### What is required
An exact copy of the data is required; the images should not appear in it.
━━━━━ Data section ━━━━━
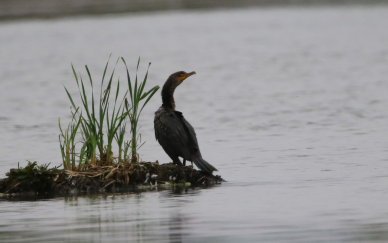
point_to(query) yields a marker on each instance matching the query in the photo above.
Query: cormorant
(175, 134)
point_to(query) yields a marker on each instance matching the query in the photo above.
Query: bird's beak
(186, 76)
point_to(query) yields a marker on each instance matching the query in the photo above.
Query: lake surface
(290, 104)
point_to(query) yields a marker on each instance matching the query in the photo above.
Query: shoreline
(22, 9)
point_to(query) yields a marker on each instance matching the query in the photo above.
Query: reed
(90, 122)
(137, 94)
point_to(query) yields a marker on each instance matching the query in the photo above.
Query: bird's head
(180, 76)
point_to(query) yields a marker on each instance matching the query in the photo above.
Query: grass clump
(92, 120)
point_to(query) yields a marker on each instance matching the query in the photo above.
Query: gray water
(290, 104)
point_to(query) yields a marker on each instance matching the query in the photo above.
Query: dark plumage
(175, 134)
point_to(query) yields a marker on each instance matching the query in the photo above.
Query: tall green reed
(91, 124)
(136, 95)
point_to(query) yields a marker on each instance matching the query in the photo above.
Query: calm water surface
(290, 104)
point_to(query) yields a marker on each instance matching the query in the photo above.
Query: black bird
(175, 134)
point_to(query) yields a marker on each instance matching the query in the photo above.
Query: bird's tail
(204, 165)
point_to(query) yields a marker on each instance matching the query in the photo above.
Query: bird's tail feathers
(204, 165)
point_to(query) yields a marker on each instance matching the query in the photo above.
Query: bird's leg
(177, 161)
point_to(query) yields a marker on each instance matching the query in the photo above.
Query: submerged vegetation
(87, 146)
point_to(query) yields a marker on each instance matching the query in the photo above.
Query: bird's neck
(168, 96)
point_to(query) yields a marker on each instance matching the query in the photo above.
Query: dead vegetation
(34, 179)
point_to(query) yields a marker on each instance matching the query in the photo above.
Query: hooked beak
(186, 76)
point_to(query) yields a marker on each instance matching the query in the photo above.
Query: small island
(90, 165)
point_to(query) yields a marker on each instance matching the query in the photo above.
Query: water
(290, 104)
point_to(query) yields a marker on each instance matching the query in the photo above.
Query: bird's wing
(191, 135)
(171, 133)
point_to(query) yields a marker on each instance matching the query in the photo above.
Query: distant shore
(13, 9)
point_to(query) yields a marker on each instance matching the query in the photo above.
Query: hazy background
(289, 103)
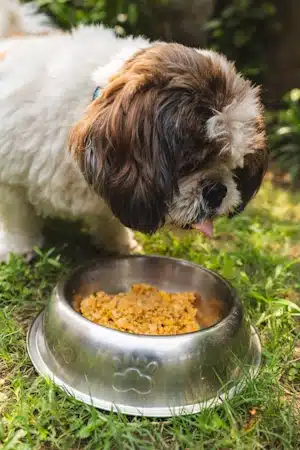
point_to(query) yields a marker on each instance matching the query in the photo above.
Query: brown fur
(148, 129)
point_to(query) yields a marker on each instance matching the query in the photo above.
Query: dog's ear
(126, 155)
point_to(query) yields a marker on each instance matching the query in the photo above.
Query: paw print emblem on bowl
(137, 376)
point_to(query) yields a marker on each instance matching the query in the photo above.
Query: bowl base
(43, 364)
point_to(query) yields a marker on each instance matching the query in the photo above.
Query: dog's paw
(120, 244)
(11, 243)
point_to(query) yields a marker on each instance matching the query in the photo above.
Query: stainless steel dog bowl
(138, 374)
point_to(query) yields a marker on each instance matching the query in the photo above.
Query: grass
(259, 252)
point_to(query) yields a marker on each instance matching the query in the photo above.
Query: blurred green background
(262, 37)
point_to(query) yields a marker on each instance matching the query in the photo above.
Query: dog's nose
(214, 193)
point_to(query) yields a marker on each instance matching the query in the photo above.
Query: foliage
(125, 16)
(284, 134)
(238, 30)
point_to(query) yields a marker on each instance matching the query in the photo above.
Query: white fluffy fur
(235, 124)
(46, 83)
(16, 18)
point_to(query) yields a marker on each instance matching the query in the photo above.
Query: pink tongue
(206, 227)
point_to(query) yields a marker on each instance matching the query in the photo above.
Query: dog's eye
(96, 93)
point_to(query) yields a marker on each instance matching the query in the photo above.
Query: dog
(120, 133)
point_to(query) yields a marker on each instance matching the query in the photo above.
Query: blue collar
(96, 93)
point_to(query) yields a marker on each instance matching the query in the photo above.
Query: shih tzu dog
(122, 134)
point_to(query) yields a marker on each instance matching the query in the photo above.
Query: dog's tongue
(206, 227)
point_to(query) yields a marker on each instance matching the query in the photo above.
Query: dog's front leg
(19, 225)
(109, 234)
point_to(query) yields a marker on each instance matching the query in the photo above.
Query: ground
(259, 252)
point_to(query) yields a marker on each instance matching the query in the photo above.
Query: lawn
(259, 252)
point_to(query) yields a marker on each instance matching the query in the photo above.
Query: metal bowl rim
(59, 290)
(43, 370)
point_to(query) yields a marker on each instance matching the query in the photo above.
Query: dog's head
(176, 136)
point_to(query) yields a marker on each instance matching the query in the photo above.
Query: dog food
(144, 309)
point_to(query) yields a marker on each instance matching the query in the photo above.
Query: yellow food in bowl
(144, 309)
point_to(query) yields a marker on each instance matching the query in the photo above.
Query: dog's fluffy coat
(169, 122)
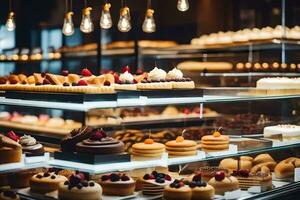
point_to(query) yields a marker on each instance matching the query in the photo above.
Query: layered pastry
(215, 142)
(261, 177)
(181, 147)
(177, 190)
(45, 182)
(117, 184)
(208, 172)
(30, 146)
(153, 184)
(125, 81)
(201, 190)
(9, 195)
(148, 149)
(68, 144)
(10, 150)
(175, 76)
(100, 143)
(244, 162)
(21, 179)
(223, 184)
(66, 83)
(286, 168)
(76, 188)
(286, 131)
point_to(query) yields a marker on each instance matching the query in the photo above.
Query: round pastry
(79, 189)
(21, 179)
(45, 182)
(10, 151)
(232, 164)
(223, 184)
(215, 142)
(76, 135)
(100, 143)
(148, 149)
(285, 168)
(154, 183)
(9, 195)
(117, 184)
(30, 146)
(262, 158)
(181, 147)
(201, 190)
(177, 190)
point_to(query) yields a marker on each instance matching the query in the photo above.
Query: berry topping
(65, 73)
(216, 134)
(82, 82)
(86, 72)
(219, 176)
(179, 139)
(125, 178)
(114, 177)
(148, 141)
(126, 69)
(13, 136)
(106, 83)
(46, 82)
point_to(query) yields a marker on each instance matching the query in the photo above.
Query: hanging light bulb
(183, 5)
(68, 27)
(106, 21)
(86, 25)
(149, 23)
(124, 24)
(10, 23)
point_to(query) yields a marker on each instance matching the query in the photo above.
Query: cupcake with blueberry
(200, 189)
(117, 184)
(154, 183)
(77, 188)
(178, 190)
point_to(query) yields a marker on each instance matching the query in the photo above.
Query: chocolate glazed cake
(100, 143)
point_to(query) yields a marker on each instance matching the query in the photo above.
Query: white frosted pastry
(278, 83)
(288, 132)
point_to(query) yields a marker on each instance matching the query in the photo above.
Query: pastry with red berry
(100, 143)
(177, 190)
(77, 188)
(117, 184)
(45, 182)
(153, 184)
(223, 183)
(147, 149)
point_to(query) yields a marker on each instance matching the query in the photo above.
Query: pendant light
(124, 24)
(106, 21)
(86, 25)
(149, 25)
(183, 5)
(68, 27)
(10, 22)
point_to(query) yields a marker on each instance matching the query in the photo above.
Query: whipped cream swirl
(175, 74)
(27, 140)
(157, 74)
(126, 77)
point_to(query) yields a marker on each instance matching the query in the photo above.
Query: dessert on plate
(153, 184)
(177, 190)
(44, 182)
(181, 147)
(117, 184)
(215, 142)
(10, 150)
(223, 184)
(77, 188)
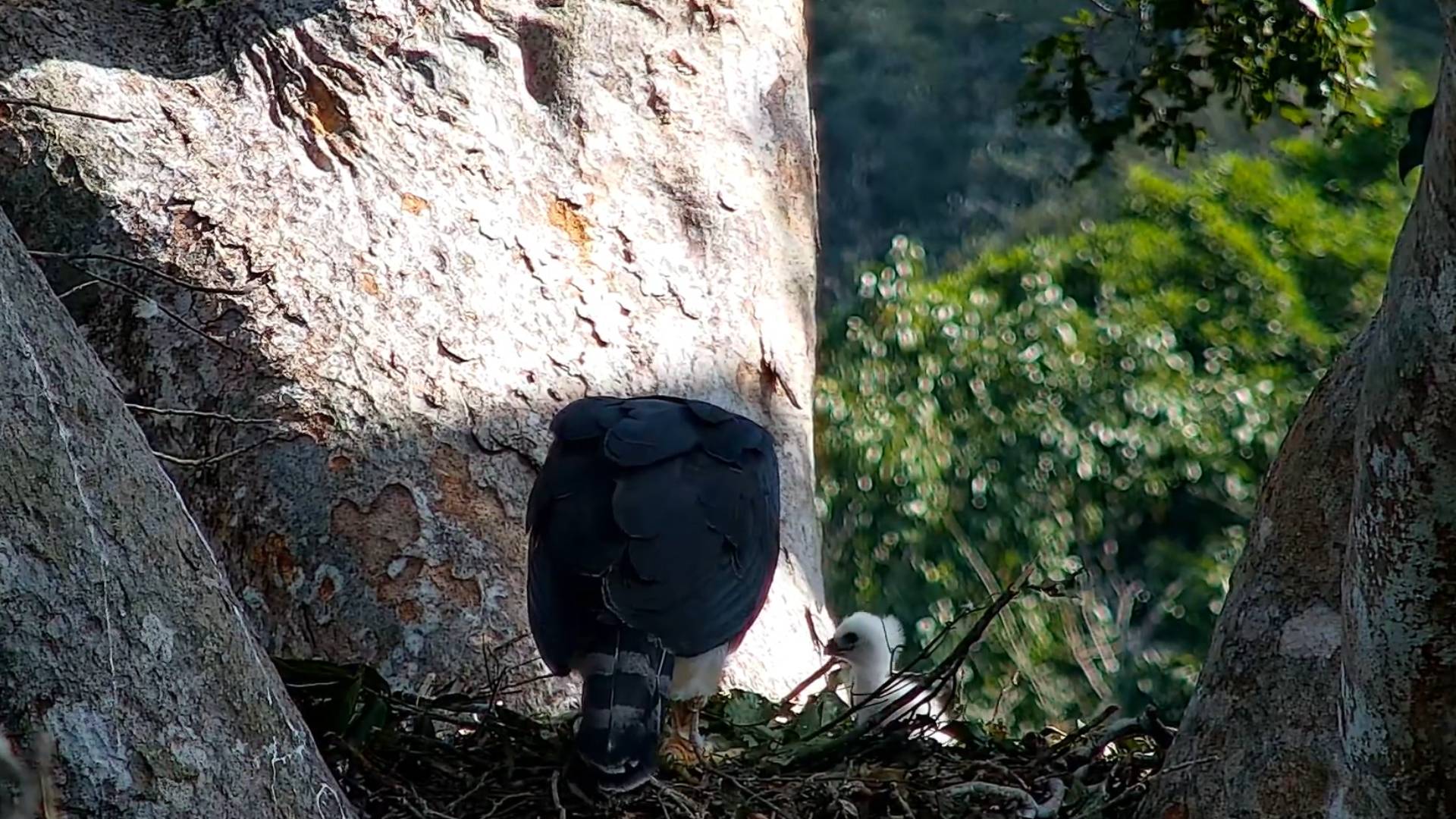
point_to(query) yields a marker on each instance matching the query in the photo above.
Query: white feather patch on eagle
━━━━━
### Written solution
point_to(query) yields a marker on each instance matching the query in the photo above.
Query: cormorant
(175, 134)
point_to(query) yields a marker on each instance matching the query in the photo above.
Query: bird's beak
(186, 76)
point_to(query) yields a marker on each instance matching the query in the photo above.
Query: lake surface
(290, 104)
point_to(query) yields a marker on each instance matching the query in the photo above.
Query: shoreline
(22, 9)
point_to(query) yields a marker on each instance matching the query in the photo above.
Query: reed
(90, 122)
(137, 94)
point_to(query) yields a marker on each instance matching the query in the photo above.
Query: bird's head
(180, 76)
point_to(query) yields a marker on each instance matching the query in the photo above.
Query: grass clump
(92, 120)
point_to(query) yields a marker on each instance matching the query in the photo above.
Query: gray water
(290, 104)
point_to(query) yields a marker on each instance matching the query in the photo above.
Query: dark plumage
(175, 134)
point_to(query) yields a marker on each instance matching the query in the photo above.
Query: tall green reed
(91, 124)
(136, 95)
point_to(query) yields a marker on each instance matching the query in the photo above.
Query: calm water surface
(290, 104)
point_to(query) yields a marker on each instance matching the query in the photo above.
Query: black bird
(175, 134)
point_to(query) yields a marker on each instance matching the query in the photo above.
Query: bird's tail
(204, 165)
point_to(query) yields a marker on each instance matching the query in the photo above.
Query: bird's tail feathers
(204, 165)
point_to(query) yields a marker on each instance matching the query in the photo above.
Query: bird's leg
(177, 161)
point_to(query) yields a marker on each instance matching the query in the photo above.
Query: submerged vegetation
(87, 146)
point_to(query) yields a marker on each instance matching the query in the photo above.
Query: bird's neck
(168, 96)
point_to(query) yields a marker on each instance matching the query in the photo above.
Query: dead vegetation
(34, 179)
point_to(query) yields a marker on each instance matching the query in the photo above.
Query: hooked beak
(186, 76)
point_to(query) yields a marker on each instance matching the query in the photo above.
Query: small island
(90, 165)
point_to(query) yields a marker on each instance matching the query in the photo above.
Query: water
(290, 104)
point_to(query) yields a marker on each instance matching the query in the photo above.
Query: bird's wing
(191, 135)
(171, 133)
point_to(query) yields a marker on each instance matching the query in the photo above.
Query: distant shore
(13, 9)
point_to(query) yields a marker on each instance matching the query in the photo above.
Query: hazy background
(289, 103)
point_to(query) yields a marker on each instance matching the query in the photo above.
Query: brown fur
(148, 129)
point_to(query) yields a marker on each instance matching the query in the photo above.
Query: dog's ear
(126, 155)
point_to(query) yields a marker on each instance matching the query in the photo above.
Query: paw print emblem on bowl
(137, 376)
point_to(query) yields a marker on each instance matching the query in the photo above.
Query: bowl base
(43, 364)
point_to(query) yields a marker on each instance matching the query in the photo above.
Query: dog's paw
(120, 244)
(11, 243)
point_to(query) yields a marker on each instance matching the query in the photo above.
Query: stainless steel dog bowl
(138, 374)
point_to(query) yields a marker on each instance matching the query in the photo above.
Query: grass
(259, 252)
point_to(query) yields a marker on each instance matching the query in the photo above.
Query: blurred green background
(262, 37)
point_to(query) yields a marker on each instance matching the query in the photo above.
Query: dog's nose
(214, 193)
point_to(query) yields a marker on each instance matching the query in the photo above.
Query: foliage
(125, 16)
(284, 134)
(238, 30)
point_to(query) yields a marker on each instance matching the query in the photo above.
Query: white fluffy fur
(235, 124)
(46, 83)
(16, 18)
point_to(query) yields a marker on each instance matching the query in the photo above.
Query: pink tongue
(206, 227)
point_to(query) yields a marker on each instance matching the query in the photo above.
Query: dog's eye
(96, 93)
point_to(query) yields a marker on each instance matching the query in the photo above.
Query: dog
(120, 133)
point_to(query) yields a marker on each instance matching the query in the photo above.
Query: blue collar
(96, 93)
point_to(query) yields a marker on each instance matching the query in the photo above.
Query: shih tzu dog
(122, 134)
point_to(query) yields a marker on each instance matching the query in the photo above.
Query: dog's tongue
(206, 227)
point_to(query) yields a marker on each instance matching the query in the photo above.
Query: dog's front leg
(19, 225)
(109, 234)
point_to(query) yields a marker on each instance matching the query in the photo above.
Query: ground
(259, 252)
point_to(query) yields a marker on each instance matching the query in the photo above.
Query: lawn
(259, 252)
point_to(query) yields a marker on each instance matching the query in the photo above.
Query: metal bowl rim
(59, 290)
(43, 370)
point_to(query) yields a marker on each instance matching the query in the photo above.
Query: dog's head
(176, 136)
point_to(query) yields a marker on each instance matching the query in the photo above.
Query: dog food
(144, 309)
point_to(query) yields a marker on each instance matching the query in the photo above.
Query: yellow food in bowl
(144, 309)
point_to(query) yields a marker on each instance matching the query in the photo above.
Query: dog's fluffy coat
(169, 122)
point_to(query) yields a marker on each instance matching the query in the photo above.
Query: layered pastry
(215, 142)
(261, 177)
(181, 147)
(177, 190)
(45, 182)
(117, 184)
(208, 172)
(30, 146)
(153, 184)
(125, 81)
(201, 190)
(9, 195)
(148, 149)
(68, 144)
(10, 150)
(175, 76)
(100, 143)
(244, 162)
(21, 179)
(223, 184)
(66, 83)
(286, 168)
(76, 188)
(286, 131)
point_to(query) yields a marker on each instance matching the query in the photo above.
Query: round pastry
(79, 189)
(21, 179)
(45, 182)
(10, 151)
(232, 164)
(223, 184)
(215, 142)
(76, 135)
(100, 143)
(148, 149)
(285, 168)
(154, 183)
(9, 195)
(117, 184)
(30, 146)
(262, 158)
(181, 147)
(201, 190)
(177, 190)
point_to(query) yields a marker on each instance matching the query in the photo above.
Query: berry topping
(65, 73)
(216, 134)
(82, 82)
(86, 72)
(219, 176)
(179, 139)
(125, 178)
(114, 177)
(148, 141)
(126, 69)
(13, 136)
(106, 83)
(46, 82)
point_to(query) yields a marker on each instance matching the query in the photo above.
Query: hanging light bulb
(183, 5)
(68, 27)
(106, 21)
(86, 25)
(149, 23)
(124, 24)
(10, 23)
point_to(query) yields a marker on each instance matching the query in the photo above.
Query: cupcake with blueberry
(200, 189)
(117, 184)
(154, 183)
(77, 188)
(178, 190)
point_to(query) yields a marker on each instance matching the query in the photo above.
Query: chocolate glazed cake
(100, 143)
point_to(query) yields a marker on each instance matching the query in the photo above.
Query: white frosted pastry
(278, 83)
(288, 132)
point_to(query) yields a marker on each instance matching the query in the photo above.
Query: pastry with red berry
(100, 143)
(177, 190)
(77, 188)
(117, 184)
(45, 182)
(153, 184)
(223, 183)
(147, 149)
point_to(query) yields a marker on each instance matching the query in the photo above.
Query: pendant light
(124, 24)
(106, 21)
(86, 25)
(149, 25)
(183, 5)
(68, 27)
(10, 22)
point_to(query) yields a marker on each instance matching the query in the photo above.
Query: whipped cream swirl
(175, 74)
(27, 140)
(157, 74)
(126, 77)
point_to(query) yields a marker on each instance matching the query in the photo above.
Query: dessert on plate
(153, 184)
(177, 190)
(44, 182)
(181, 147)
(117, 184)
(215, 142)
(10, 150)
(223, 184)
(77, 188)
point_to(query) yields a marker on each instance matching the query in the photo above.
Query: white feather patch on eagle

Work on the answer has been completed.